* **REQUIREMENT 1**
In the tapestry reflection, which television series did the writer spend the morning catching up on?
* **REQUIREMENT 2**
Carry the tapestry reflection forward, beginning after its final sentence.

* **TEXT FOR ANALYSIS**
===
Tapestry




Try to focus, even for just a moment on the face of every person you've ever met. There have been so many. Some you will never be able to recall...and others are all too familiar to you. Now imagine each of those people as a thread. Some vibrant colors, others muted. Some black. Each one being woven together on the loom of your life. In and out of each other...sometimes only a single color runs through....sometimes they work together to form a beautiful design. Sometimes the threads get tangled and forms a big knot. This is your tapestry. A tapestry that is very personally yours....no two will ever be the same...just like snowflakes.

I spent all morning getting caught up on this season of "The L Word". And I just finished the episode where Dana, one of the main characters, had found out she had breast cancer and it was far worse than they originally thought after performing a mastectomy. So sad. So scary. But the part that got me, was that even though in the beginning, she had lied to and hurt the people in her life to protect them by minimizing what was wrong with her, after they found out what was really going on, it was like the emergency "phone tree" was activated and they all came running and held vigil around her.
===
* **STUDY MATERIAL**
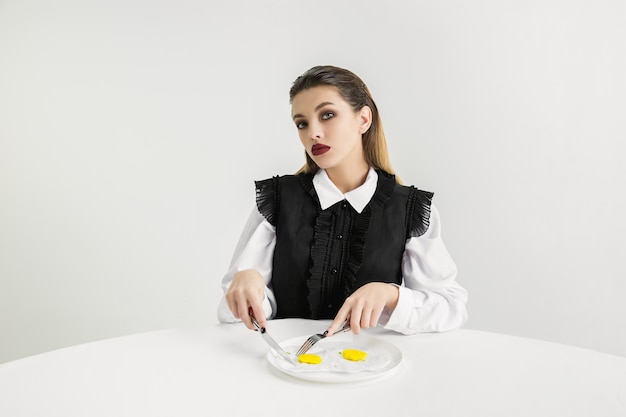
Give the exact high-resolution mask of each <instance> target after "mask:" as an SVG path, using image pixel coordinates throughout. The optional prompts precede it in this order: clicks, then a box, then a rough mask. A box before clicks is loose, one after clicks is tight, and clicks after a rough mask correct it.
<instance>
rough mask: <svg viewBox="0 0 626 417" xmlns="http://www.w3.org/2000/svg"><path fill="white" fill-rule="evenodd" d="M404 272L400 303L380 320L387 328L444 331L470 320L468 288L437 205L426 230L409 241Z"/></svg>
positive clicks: (403, 272) (399, 299)
mask: <svg viewBox="0 0 626 417" xmlns="http://www.w3.org/2000/svg"><path fill="white" fill-rule="evenodd" d="M402 273H403V285H401V286H400V287H399V290H400V296H399V299H398V305H397V306H396V308H395V310H394V311H393V312H391V314H389V312H385V314H384V315H383V316H382V317H381V320H380V321H379V323H380V324H383V325H384V326H385V328H386V329H390V330H394V331H397V332H400V333H403V334H413V333H417V332H443V331H447V330H452V329H455V328H458V327H461V326H462V325H463V324H464V323H465V322H466V321H467V309H466V303H467V291H466V290H465V289H464V288H463V287H461V286H460V285H459V284H458V283H457V282H456V276H457V268H456V265H455V263H454V261H453V260H452V258H451V257H450V254H449V253H448V250H447V249H446V247H445V245H444V243H443V241H442V239H441V226H440V220H439V212H438V211H437V209H436V208H435V206H434V205H433V206H431V214H430V224H429V227H428V230H427V231H426V233H424V234H423V235H422V236H418V237H414V238H411V239H409V240H408V241H407V243H406V246H405V250H404V255H403V258H402Z"/></svg>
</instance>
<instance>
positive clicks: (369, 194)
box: [313, 167, 378, 213]
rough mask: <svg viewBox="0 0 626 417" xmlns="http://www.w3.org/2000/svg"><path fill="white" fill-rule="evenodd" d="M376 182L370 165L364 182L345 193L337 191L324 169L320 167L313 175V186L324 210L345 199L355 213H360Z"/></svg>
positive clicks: (334, 184)
mask: <svg viewBox="0 0 626 417" xmlns="http://www.w3.org/2000/svg"><path fill="white" fill-rule="evenodd" d="M377 184H378V174H377V173H376V171H374V169H373V168H372V167H370V169H369V171H368V173H367V177H366V178H365V182H364V183H363V184H362V185H361V186H359V187H357V188H355V189H354V190H352V191H348V192H347V193H345V194H343V193H342V192H341V191H339V189H338V188H337V186H336V185H335V184H333V182H332V181H331V180H330V178H328V174H327V173H326V171H325V170H323V169H320V170H319V171H317V172H316V173H315V176H314V177H313V186H314V187H315V191H316V192H317V197H318V198H319V199H320V205H321V206H322V210H326V209H327V208H328V207H330V206H332V205H333V204H336V203H338V202H340V201H343V200H347V201H348V203H350V205H351V206H352V207H353V208H354V209H355V210H356V211H357V213H361V212H362V211H363V209H364V208H365V206H366V205H367V203H369V202H370V200H371V199H372V196H373V195H374V192H375V191H376V185H377Z"/></svg>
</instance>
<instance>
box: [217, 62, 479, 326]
mask: <svg viewBox="0 0 626 417" xmlns="http://www.w3.org/2000/svg"><path fill="white" fill-rule="evenodd" d="M290 102H291V106H292V119H293V122H294V124H295V126H296V128H297V130H298V134H299V136H300V141H301V142H302V145H303V146H304V149H305V152H306V163H305V165H304V166H303V167H302V168H301V169H300V170H299V171H298V172H297V173H296V174H295V175H285V176H277V177H273V178H269V179H266V180H263V181H257V182H256V200H257V207H256V208H255V209H254V210H253V212H252V214H251V215H250V218H249V219H248V222H247V224H246V226H245V228H244V231H243V234H242V236H241V238H240V240H239V244H238V245H237V248H236V250H235V254H234V256H233V260H232V263H231V266H230V268H229V271H228V272H227V273H226V275H225V276H224V278H223V280H222V288H223V289H224V292H225V294H224V298H223V299H222V301H221V303H220V306H219V308H218V319H219V321H220V322H236V321H240V320H241V321H242V322H243V323H244V324H245V325H246V326H247V327H248V328H250V329H254V326H253V324H252V322H251V319H250V314H252V315H254V316H255V317H256V318H257V320H258V321H259V324H260V325H261V326H266V325H267V321H266V320H267V319H272V318H286V317H299V318H311V319H333V321H332V322H331V324H330V326H329V328H328V332H329V334H333V333H334V332H335V331H336V330H338V329H339V328H341V327H342V325H343V324H344V322H346V321H348V322H349V324H350V326H351V330H352V332H354V333H356V334H358V333H359V332H360V330H361V329H366V328H370V327H374V326H376V325H378V324H381V325H384V326H385V328H387V329H391V330H394V331H397V332H400V333H403V334H412V333H416V332H439V331H446V330H451V329H454V328H458V327H460V326H462V325H463V324H464V323H465V321H466V320H467V312H466V308H465V305H466V301H467V292H466V291H465V290H464V289H463V288H462V287H461V286H460V285H459V284H458V283H457V282H456V273H457V271H456V266H455V264H454V262H453V261H452V259H451V258H450V255H449V254H448V252H447V249H446V247H445V245H444V244H443V242H442V240H441V235H440V222H439V214H438V212H437V210H436V209H435V207H434V206H433V205H432V204H431V200H432V196H433V194H432V193H430V192H426V191H422V190H418V189H417V188H415V187H412V186H404V185H402V184H401V183H400V181H399V180H398V178H397V177H396V176H395V174H394V171H393V169H392V168H391V164H390V162H389V156H388V152H387V144H386V140H385V135H384V132H383V128H382V123H381V119H380V115H379V114H378V109H377V107H376V104H375V103H374V100H373V99H372V96H371V94H370V92H369V89H368V88H367V86H366V85H365V84H364V83H363V81H362V80H361V79H360V78H359V77H358V76H357V75H355V74H353V73H352V72H350V71H348V70H345V69H342V68H338V67H333V66H317V67H313V68H311V69H310V70H308V71H306V72H305V73H304V74H303V75H301V76H300V77H298V78H297V79H296V80H295V82H294V83H293V85H292V87H291V90H290Z"/></svg>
===
* **TASK OUTPUT 1**
"The L Word"

* **TASK OUTPUT 2**
When she woke up from surgery all of the people in her life....past and present....were there. They didn't want her to go one moment without support....not one moment without knowing that she was loved. As a matter of fact, those were the words spoken to her when she first opened her eyes and her dear, dear friend Bette leaned in, smiled and said "I love you. Do you know that I love you?" Oh the power of that.

As Dana...still groggy-eyed from anesthesia....slowly looked around the room, her eyes rested on each and every face for just a moment. Some were new loves, some were old. Some had been tangled messes of relationships. But one thing was evident.....every face had played a part in the weaving of her tapestry.

My tapestry....what does it look like?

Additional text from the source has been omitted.